Exercise input:
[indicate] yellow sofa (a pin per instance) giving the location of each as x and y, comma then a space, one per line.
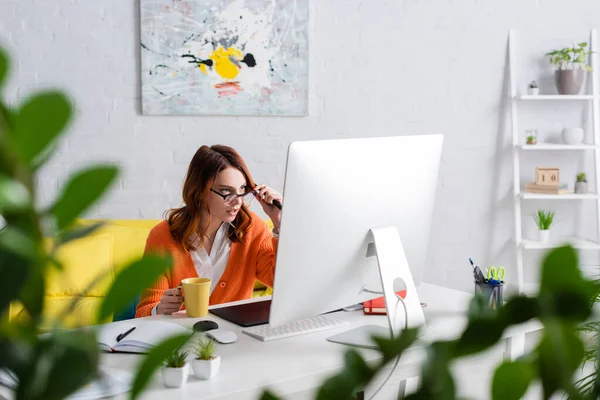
105, 252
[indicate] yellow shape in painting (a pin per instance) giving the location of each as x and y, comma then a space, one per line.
223, 65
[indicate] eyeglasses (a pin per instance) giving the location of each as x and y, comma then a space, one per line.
231, 199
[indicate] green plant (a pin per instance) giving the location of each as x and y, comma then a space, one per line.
176, 359
205, 349
571, 57
55, 365
544, 219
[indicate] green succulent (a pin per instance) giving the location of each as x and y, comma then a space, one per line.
544, 219
205, 349
570, 57
176, 359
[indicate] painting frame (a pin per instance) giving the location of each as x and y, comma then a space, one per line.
239, 58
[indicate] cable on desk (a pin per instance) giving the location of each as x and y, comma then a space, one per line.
397, 358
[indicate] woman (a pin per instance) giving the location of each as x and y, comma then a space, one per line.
215, 235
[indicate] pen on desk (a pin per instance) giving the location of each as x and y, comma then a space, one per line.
122, 335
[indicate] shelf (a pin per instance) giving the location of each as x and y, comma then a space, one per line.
552, 147
556, 97
576, 242
569, 196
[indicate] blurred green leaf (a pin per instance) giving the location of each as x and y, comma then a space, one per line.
14, 354
39, 122
355, 375
14, 270
14, 240
77, 233
563, 291
65, 361
3, 66
511, 380
559, 354
131, 281
268, 395
83, 190
153, 360
13, 195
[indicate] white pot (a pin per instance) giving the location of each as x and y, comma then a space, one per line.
543, 235
206, 369
572, 135
176, 377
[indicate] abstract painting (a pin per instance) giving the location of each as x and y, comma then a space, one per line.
224, 57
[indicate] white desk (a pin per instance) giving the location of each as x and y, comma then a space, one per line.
297, 365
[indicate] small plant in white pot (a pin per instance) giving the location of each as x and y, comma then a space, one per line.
581, 183
176, 369
206, 364
544, 219
533, 89
572, 66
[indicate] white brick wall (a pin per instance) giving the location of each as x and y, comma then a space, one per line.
376, 68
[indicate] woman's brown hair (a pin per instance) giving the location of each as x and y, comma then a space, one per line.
185, 222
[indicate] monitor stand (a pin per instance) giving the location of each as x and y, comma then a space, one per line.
393, 266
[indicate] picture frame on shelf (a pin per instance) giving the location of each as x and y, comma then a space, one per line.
547, 176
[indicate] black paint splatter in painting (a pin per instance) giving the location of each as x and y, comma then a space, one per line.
159, 66
198, 61
155, 52
188, 39
164, 94
249, 60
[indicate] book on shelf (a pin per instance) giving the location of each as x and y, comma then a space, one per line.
541, 189
136, 336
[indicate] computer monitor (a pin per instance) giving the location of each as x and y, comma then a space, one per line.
335, 193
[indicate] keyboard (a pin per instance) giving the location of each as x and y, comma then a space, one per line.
301, 327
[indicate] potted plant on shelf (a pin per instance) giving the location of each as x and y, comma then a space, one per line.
176, 369
544, 219
533, 89
581, 183
206, 364
571, 63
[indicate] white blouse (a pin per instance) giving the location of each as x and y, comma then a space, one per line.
211, 266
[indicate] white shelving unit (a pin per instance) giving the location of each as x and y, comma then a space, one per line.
520, 149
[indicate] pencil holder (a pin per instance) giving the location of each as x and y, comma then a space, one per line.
491, 292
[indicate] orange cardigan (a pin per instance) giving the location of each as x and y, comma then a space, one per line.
252, 259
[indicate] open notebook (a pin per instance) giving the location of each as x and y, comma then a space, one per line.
147, 334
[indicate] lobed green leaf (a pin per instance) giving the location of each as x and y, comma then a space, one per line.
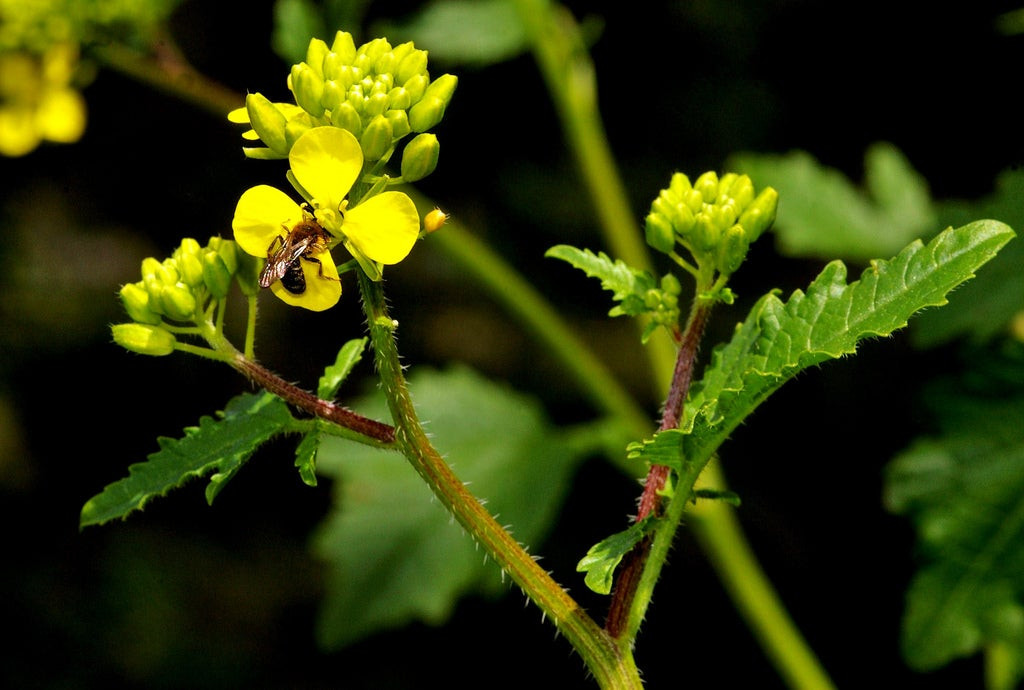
218, 446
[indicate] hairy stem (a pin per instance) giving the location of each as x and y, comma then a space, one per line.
626, 609
612, 667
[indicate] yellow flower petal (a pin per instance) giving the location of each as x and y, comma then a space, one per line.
327, 162
262, 214
322, 292
384, 227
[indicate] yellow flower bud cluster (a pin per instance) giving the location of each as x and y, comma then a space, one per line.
715, 219
180, 289
378, 92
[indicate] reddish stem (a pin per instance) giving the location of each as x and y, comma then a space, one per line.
650, 500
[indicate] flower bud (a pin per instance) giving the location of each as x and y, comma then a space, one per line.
420, 157
216, 275
178, 302
143, 339
399, 123
344, 46
377, 138
135, 299
346, 117
760, 214
413, 65
434, 220
315, 53
308, 89
268, 122
731, 250
707, 184
659, 233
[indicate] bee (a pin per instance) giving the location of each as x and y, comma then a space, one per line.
284, 254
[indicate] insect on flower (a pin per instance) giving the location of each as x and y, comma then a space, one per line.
283, 256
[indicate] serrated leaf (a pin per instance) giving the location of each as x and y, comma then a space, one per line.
218, 446
964, 490
778, 340
393, 553
628, 286
984, 306
487, 31
602, 558
348, 356
822, 214
305, 458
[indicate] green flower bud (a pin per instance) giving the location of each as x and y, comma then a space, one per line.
178, 302
308, 89
420, 157
731, 250
143, 339
399, 123
377, 138
707, 184
416, 87
760, 214
216, 274
398, 98
671, 285
135, 299
375, 104
413, 65
334, 95
315, 53
346, 117
659, 232
268, 122
344, 46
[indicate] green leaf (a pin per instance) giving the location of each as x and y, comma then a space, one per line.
964, 490
218, 446
465, 32
393, 554
348, 356
305, 458
295, 22
983, 307
824, 215
602, 559
779, 339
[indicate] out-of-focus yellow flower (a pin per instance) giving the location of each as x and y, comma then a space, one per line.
37, 102
326, 163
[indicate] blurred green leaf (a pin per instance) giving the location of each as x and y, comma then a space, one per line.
394, 554
464, 32
964, 489
822, 214
219, 445
982, 308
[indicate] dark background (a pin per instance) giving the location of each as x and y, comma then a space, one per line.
185, 595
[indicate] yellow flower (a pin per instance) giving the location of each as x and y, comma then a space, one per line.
36, 101
325, 162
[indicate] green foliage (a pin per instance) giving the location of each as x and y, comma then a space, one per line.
779, 339
602, 558
983, 307
218, 445
824, 215
393, 553
348, 356
638, 293
964, 490
488, 31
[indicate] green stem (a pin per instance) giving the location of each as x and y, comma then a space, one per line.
611, 666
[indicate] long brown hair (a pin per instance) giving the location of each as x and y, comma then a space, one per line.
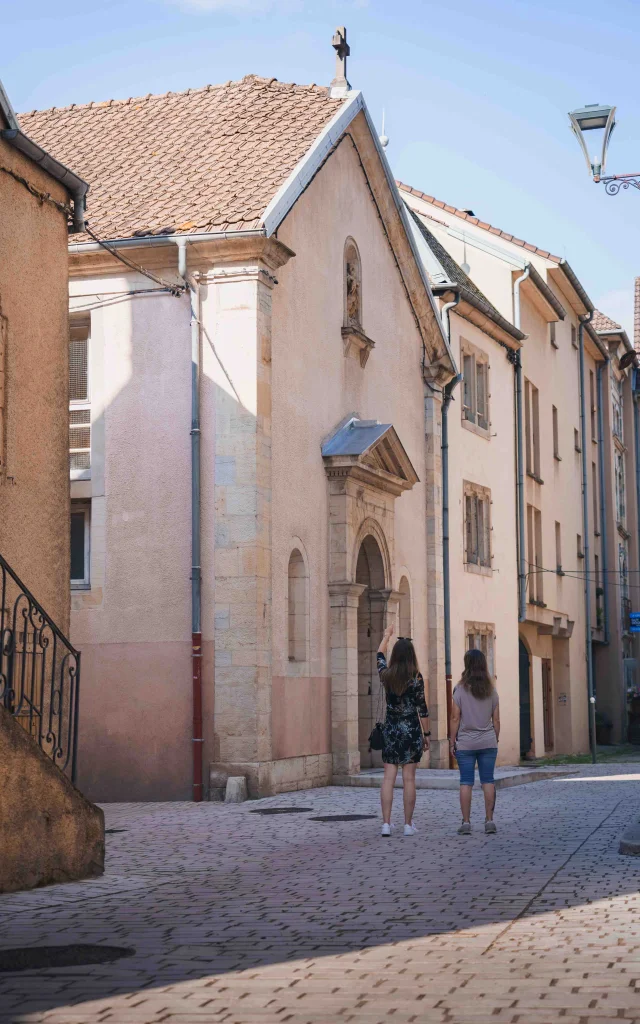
402, 668
475, 677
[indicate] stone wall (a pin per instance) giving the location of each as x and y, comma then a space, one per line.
49, 832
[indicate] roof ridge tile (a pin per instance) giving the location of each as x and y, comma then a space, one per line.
478, 223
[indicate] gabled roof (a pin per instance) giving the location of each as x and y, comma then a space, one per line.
204, 160
604, 325
444, 270
7, 114
372, 452
11, 133
584, 303
479, 223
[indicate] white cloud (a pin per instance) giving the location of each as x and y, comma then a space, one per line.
259, 6
617, 305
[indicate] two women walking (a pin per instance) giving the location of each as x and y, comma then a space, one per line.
474, 731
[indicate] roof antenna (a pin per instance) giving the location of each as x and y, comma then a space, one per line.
340, 86
465, 266
384, 139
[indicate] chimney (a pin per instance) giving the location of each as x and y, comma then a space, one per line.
340, 86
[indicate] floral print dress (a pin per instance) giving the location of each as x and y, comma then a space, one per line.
402, 740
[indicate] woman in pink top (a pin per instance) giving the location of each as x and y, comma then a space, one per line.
474, 732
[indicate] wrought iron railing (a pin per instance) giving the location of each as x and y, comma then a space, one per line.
39, 672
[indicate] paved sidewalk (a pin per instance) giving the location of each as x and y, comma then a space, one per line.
238, 918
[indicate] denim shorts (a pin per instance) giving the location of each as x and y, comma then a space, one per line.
486, 762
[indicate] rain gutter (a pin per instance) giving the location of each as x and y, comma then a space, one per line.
71, 181
519, 452
448, 395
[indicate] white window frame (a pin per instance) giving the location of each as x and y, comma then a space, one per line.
84, 508
475, 414
481, 636
477, 529
81, 323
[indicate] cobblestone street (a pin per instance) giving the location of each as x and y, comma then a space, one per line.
239, 916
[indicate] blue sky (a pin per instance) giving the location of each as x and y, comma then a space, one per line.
476, 94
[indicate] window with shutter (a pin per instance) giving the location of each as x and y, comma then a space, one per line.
469, 389
3, 334
481, 636
79, 397
481, 378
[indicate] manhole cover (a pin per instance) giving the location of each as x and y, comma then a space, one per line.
41, 957
343, 817
284, 810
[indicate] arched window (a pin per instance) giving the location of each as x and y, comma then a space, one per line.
298, 607
352, 285
404, 608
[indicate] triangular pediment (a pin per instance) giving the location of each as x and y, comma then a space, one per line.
371, 451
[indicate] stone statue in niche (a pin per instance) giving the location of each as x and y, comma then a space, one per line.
353, 289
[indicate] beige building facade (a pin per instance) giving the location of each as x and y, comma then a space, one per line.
321, 347
561, 538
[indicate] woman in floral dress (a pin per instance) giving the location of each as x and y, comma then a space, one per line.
406, 731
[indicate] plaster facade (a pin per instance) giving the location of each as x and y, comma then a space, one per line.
282, 369
553, 699
34, 450
484, 604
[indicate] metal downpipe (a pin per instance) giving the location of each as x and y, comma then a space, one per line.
520, 454
587, 545
194, 293
446, 597
603, 532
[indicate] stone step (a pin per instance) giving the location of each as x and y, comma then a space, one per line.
439, 778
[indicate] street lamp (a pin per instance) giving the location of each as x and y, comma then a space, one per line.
600, 118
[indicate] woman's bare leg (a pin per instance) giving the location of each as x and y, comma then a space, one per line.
465, 802
386, 792
409, 792
489, 800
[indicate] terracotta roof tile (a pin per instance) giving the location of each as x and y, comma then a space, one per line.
604, 324
210, 158
478, 223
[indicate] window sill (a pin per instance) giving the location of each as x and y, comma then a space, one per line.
356, 344
478, 569
475, 429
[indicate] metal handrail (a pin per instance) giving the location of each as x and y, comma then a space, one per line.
39, 672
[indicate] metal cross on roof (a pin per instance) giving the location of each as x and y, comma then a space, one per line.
340, 86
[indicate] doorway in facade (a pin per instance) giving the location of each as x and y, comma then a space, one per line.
525, 699
371, 616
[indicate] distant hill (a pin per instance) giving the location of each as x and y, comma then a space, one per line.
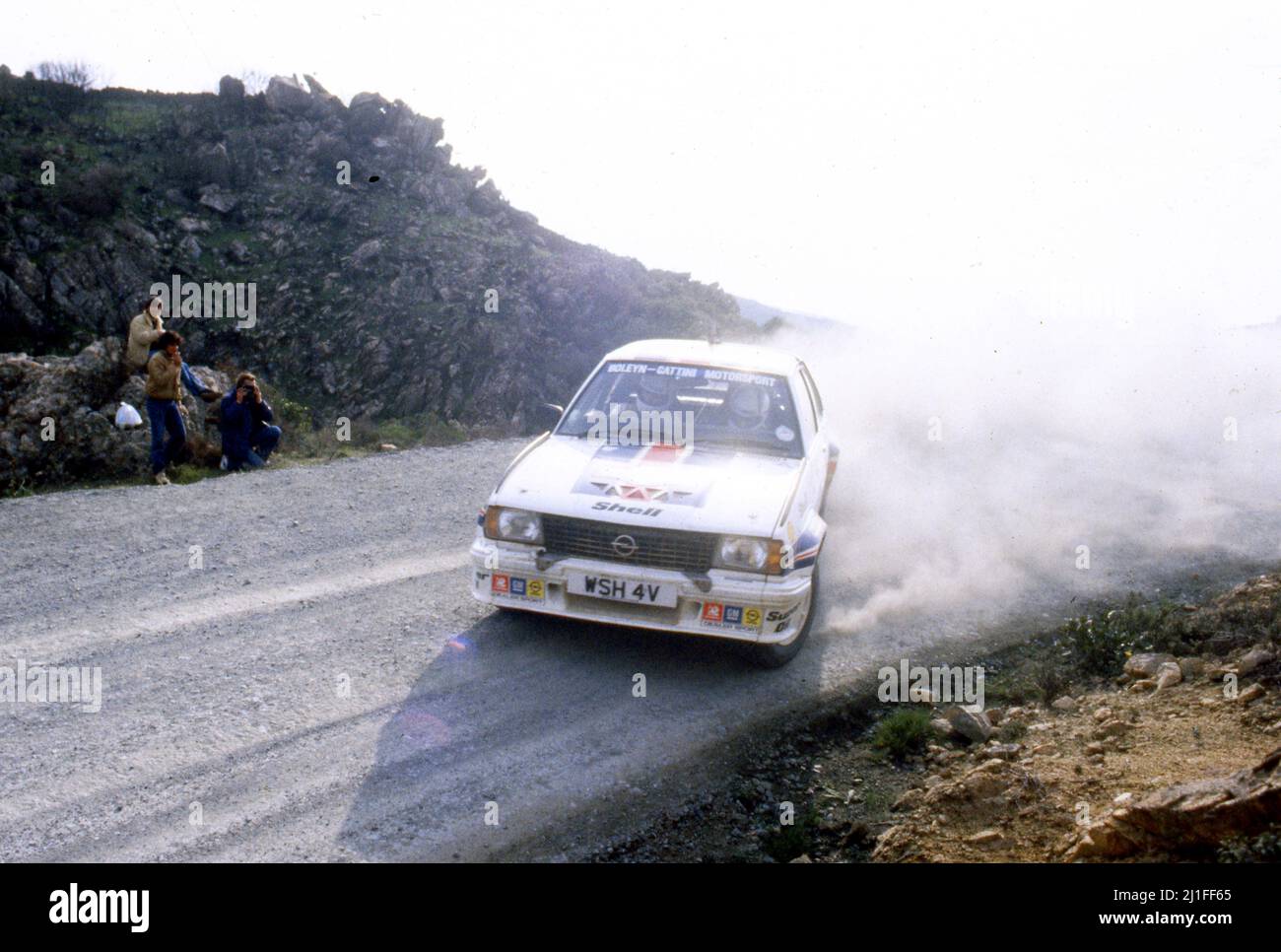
372, 255
763, 315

Exercise directions: Only the lines from the line bearing "[indicate] metal handrail" to the end of the listing above, both inclusive, should be extracted verbatim; the pictures are excluded.

Exercise response:
[indicate] metal handrail (a pin per instance) giving the location of each as x and y, comma then a space, one per line.
39, 672
[indicate] metal cross on roof (a pin per instance) giving the location of each as x and y, comma then a space, one per line.
340, 86
[indicate] doorway in facade (a pin per instance) giving the location of each as x and y, comma then a space, one per line.
525, 699
371, 616
[indicate] distant hill (a pin per instance) giving the location of each as x and y, comma then a space, one per line.
372, 255
763, 315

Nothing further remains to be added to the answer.